- **Brief a**: In the NLP chapter introduction, what is given as the stem of the word antiquated?

───── Exercise passage ─────

One of the first steps required for Natural Language Processing (NLP) is the extraction of tokens in text. The process of tokenization splits text into tokens—that is, words. Normally, tokens are split based upon delimiters, such as white space. White space includes blanks, tabs, and carriage-return line feeds. However, specialized tokenizers can split tokens according to other delimiters. In this chapter, we will illustrate several tokenizers that you will find useful in your analysis.
Another important NLP task involves determining the stem and lexical meaning of a word. This is useful for deriving more meaning about the words beings processed, as illustrated in the fifth and sixth recipe. The stem of a word refers to the root of a word. For example, the stem of the word antiquated is antiqu. While this may not seem to be the correct stem, the stem of a word is the ultimate base of the word.
The lexical meaning of a word is not concerned with the context in which it is being used. We will be examining the process of performing lemmatization of a word. This is also concerned with finding the root of a word, but uses a more detailed dictionary to find the root. The stem of a word may vary depending on the form the word takes. However, with lemmatization, the root will always be the same. Stemming is often used when we will be satisfied with possibly a less than precise determination of the root of a word. A more thorough discussion of stemming versus lemmatization can be found at: https://blog.bitext.com/what-is-the-difference-between-stemming-and-lemmatization/.
The last task in this chapter deals with the process of text normalization. Here, we are concerned with converting the token that is extracted to a form that can be more easily processed during later analysis. Typical normalization activities include converting cases, expanding abbreviations, removing stop words along with stemming, and lemmatization. Stop words are those words that can often be ignored with certain types of analyses. For example, in some contexts, the word the does not always need to be included.
In this chapter, we will cover the following recipes:
- Tokenization using the Java SDK
- Tokenization using OpenNLP
- Tokenization using maximum entropy
- Training a neural network tokenizer for specialized text
- Identifying the stem of a word
- Training an OpenNLP lemmatization model
- Determining the lexical meaning of a word using OpenNLP
- Removing stop words using LingPipe

───── The records ─────

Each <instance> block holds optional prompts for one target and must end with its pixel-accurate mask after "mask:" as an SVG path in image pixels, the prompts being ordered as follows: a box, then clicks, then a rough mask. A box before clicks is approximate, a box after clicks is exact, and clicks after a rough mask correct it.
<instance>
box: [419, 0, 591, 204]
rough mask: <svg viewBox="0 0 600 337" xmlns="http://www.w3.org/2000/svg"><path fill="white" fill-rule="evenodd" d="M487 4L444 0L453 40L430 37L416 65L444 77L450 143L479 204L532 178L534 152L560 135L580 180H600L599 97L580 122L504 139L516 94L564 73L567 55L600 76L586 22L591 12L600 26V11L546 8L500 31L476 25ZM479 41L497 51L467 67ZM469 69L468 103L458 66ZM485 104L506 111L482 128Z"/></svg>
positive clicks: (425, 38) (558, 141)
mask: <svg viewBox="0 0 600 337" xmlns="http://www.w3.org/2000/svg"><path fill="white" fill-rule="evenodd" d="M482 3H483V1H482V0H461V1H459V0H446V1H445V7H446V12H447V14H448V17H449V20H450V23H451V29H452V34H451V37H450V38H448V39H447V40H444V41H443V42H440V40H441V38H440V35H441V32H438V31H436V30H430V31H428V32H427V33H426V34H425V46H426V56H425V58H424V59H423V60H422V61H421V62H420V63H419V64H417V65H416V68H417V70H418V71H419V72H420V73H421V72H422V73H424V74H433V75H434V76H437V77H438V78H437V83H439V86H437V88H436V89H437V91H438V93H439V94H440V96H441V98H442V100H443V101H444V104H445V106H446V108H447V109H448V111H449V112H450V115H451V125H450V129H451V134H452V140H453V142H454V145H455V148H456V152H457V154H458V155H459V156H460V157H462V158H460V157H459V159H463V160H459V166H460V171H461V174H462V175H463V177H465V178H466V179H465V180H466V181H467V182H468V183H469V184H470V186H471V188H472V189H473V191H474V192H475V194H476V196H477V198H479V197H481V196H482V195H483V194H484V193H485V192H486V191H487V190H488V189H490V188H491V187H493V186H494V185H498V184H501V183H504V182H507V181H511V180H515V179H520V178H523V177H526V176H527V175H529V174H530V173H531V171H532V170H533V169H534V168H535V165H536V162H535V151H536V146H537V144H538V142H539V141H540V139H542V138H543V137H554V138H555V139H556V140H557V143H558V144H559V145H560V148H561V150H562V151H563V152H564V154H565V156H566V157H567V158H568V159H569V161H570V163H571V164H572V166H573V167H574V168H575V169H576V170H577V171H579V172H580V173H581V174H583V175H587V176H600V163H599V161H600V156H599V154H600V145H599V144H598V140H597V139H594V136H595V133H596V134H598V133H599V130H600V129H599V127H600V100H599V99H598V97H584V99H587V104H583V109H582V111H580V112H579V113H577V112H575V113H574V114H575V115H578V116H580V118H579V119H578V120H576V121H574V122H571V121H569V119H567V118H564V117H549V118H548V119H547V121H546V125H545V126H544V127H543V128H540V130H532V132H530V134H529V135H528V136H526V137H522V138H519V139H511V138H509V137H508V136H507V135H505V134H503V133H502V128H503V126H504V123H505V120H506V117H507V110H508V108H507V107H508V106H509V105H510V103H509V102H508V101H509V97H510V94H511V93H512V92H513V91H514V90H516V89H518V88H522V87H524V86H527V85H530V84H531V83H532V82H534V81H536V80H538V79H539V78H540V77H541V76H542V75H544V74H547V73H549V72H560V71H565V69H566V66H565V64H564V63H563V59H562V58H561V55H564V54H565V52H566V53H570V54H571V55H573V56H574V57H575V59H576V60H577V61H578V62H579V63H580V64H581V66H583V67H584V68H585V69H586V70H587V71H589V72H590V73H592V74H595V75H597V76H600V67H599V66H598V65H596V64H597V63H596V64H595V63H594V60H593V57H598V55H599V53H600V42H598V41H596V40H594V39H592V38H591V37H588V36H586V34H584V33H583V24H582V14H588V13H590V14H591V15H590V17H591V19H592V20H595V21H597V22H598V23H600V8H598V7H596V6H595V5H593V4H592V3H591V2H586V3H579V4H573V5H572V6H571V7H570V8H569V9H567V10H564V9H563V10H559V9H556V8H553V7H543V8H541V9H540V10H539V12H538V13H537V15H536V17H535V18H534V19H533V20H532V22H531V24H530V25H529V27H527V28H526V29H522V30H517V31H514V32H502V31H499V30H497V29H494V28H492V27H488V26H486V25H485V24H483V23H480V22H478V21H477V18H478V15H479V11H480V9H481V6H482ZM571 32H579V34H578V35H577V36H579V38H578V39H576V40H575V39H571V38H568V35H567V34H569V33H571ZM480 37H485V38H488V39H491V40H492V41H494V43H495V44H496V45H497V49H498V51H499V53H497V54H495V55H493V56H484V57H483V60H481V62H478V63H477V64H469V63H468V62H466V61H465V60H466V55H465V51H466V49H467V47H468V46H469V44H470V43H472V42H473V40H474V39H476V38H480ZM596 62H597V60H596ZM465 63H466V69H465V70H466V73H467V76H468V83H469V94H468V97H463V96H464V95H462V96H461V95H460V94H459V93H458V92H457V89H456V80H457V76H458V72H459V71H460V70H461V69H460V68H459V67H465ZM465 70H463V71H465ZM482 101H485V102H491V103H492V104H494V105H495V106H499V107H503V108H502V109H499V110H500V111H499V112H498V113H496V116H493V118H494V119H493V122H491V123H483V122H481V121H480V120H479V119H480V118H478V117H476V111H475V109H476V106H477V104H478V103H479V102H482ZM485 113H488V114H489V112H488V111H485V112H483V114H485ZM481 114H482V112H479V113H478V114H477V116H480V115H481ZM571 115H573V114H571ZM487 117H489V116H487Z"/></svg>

─────

- **Brief b**: Duplicate the records above, everything from their first line down to and including the line containing "positive clicks: (425, 38) (558, 141)".

- **Answer box a**: antiqu

- **Answer box b**:
Each <instance> block holds optional prompts for one target and must end with its pixel-accurate mask after "mask:" as an SVG path in image pixels, the prompts being ordered as follows: a box, then clicks, then a rough mask. A box before clicks is approximate, a box after clicks is exact, and clicks after a rough mask correct it.
<instance>
box: [419, 0, 591, 204]
rough mask: <svg viewBox="0 0 600 337" xmlns="http://www.w3.org/2000/svg"><path fill="white" fill-rule="evenodd" d="M487 4L444 0L453 40L430 37L416 65L444 77L450 143L479 204L532 178L534 152L560 135L580 180H600L599 97L580 122L504 139L516 94L564 73L567 55L600 76L586 22L591 12L600 26V11L546 8L500 31L476 25ZM479 41L497 51L467 67ZM469 69L468 103L458 66ZM485 104L506 111L482 128Z"/></svg>
positive clicks: (425, 38) (558, 141)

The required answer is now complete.